» Source document:
__________
Graduating from high school and being prepared for career and college will give young people a huge advantage as they progress in life. Partnering with business and industry, CTE can reduce barriers so that students continue to receive the training, academic knowledge, and skills they need in order to be productive, highly-trained employees.

Two Rivers High School: A Leader in STEM Education

Thursday, December 1st, 2011

Two Rivers High School, in Weber School District, was recently named a “Model School” for their leadership in STEM (Science, Technology, Engineering, Mathematics) education, for the 2010-2011 school year, by Project Lead the Way (PLTW). They were one of 16 schools nationwide to be recognized with this award and were the only school selected in Utah. “We are excited to recognize these schools for their exemplary work with students on a daily basis,” said PLTW President and CEO Vince Bertram. Two Rivers High School is the only school in Utah who has been recognized for their innovation and excellence with this award. (Read the press release here.)

Project Lead the Way is the leading provider of rigorous and innovative STEM education curricular programs nationwide. PLTW pre-engineering classes provide students the opportunity to find out what is involved in various engineering fields, to learn and use the design process, and to apply mathematics used by engineers to solve problems.

To qualify for such a prestigious award schools are nominated by individuals in the PLTW Network. PLTW then sends each nominee an application asking for detailed information about multiple aspects of the schools PLTW program. Schools are awarded points demonstrating key elements of the quality indicators as outlined by PLTW. Schools are judged by 37 performance indicators within five quality indicator categories— program implementation, postsecondary relationships, communications and outreach, professional development and student engagement. Model schools are then evaluated by select PLTW State Leaders and Affiliate Directors.
__________
» Data lines:
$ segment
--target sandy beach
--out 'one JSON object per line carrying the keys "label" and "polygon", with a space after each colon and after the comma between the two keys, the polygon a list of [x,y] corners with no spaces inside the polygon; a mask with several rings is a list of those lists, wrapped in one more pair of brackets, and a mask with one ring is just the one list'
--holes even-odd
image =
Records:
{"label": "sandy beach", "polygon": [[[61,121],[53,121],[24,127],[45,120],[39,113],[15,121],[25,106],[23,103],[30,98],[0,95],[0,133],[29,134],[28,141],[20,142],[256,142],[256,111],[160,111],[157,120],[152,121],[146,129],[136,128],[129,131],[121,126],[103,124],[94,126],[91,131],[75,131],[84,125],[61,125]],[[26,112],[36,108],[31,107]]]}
__________
» Tasks:
A. Can you write out, word for word, everything from "Two Rivers High School, in" down to "press release here.)" in the Two Rivers High School article?
B. Would you give the records again, all of them, character for character?

» Response list:
A.
Two Rivers High School, in Weber School District, was recently named a “Model School” for their leadership in STEM (Science, Technology, Engineering, Mathematics) education, for the 2010-2011 school year, by Project Lead the Way (PLTW). They were one of 16 schools nationwide to be recognized with this award and were the only school selected in Utah. “We are excited to recognize these schools for their exemplary work with students on a daily basis,” said PLTW President and CEO Vince Bertram. Two Rivers High School is the only school in Utah who has been recognized for their innovation and excellence with this award. (Read the press release here.)

B.
$ segment
--target sandy beach
--out 'one JSON object per line carrying the keys "label" and "polygon", with a space after each colon and after the comma between the two keys, the polygon a list of [x,y] corners with no spaces inside the polygon; a mask with several rings is a list of those lists, wrapped in one more pair of brackets, and a mask with one ring is just the one list'
--holes even-odd
image =
Records:
{"label": "sandy beach", "polygon": [[[61,121],[53,121],[24,127],[45,120],[39,113],[15,121],[25,106],[23,103],[30,98],[0,95],[0,133],[29,134],[28,141],[20,142],[256,142],[256,111],[160,111],[157,120],[152,121],[146,129],[136,128],[129,131],[121,126],[103,124],[94,126],[91,131],[75,131],[84,125],[61,125]],[[26,112],[36,108],[31,107]]]}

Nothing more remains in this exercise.